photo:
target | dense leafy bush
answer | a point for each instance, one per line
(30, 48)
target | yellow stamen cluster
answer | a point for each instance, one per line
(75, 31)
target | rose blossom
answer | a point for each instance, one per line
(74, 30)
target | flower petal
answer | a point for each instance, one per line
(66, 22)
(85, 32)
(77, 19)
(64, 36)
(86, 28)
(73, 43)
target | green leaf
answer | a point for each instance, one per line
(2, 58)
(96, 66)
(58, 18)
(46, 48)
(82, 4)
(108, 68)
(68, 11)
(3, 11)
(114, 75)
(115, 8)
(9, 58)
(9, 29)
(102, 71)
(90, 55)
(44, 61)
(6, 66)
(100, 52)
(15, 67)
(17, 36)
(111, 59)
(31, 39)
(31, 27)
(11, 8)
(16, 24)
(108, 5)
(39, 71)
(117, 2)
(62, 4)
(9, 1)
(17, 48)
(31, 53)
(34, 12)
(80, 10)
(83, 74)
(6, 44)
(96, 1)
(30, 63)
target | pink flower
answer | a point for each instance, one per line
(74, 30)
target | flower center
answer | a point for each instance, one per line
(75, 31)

* * *

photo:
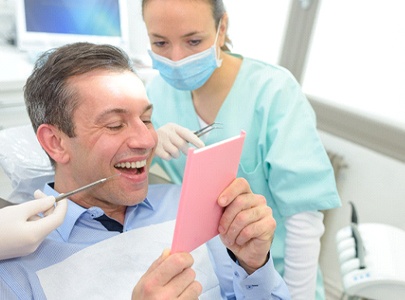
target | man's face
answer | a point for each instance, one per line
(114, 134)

§ What the task asks: For each line above that contains the word "target", make a copy.

§ Answer to the problem:
target | dense leafy bush
target | yellow stamen cluster
target | rose blossom
target | flower petal
target | green leaf
target | pink flower
target | flower center
target | man's face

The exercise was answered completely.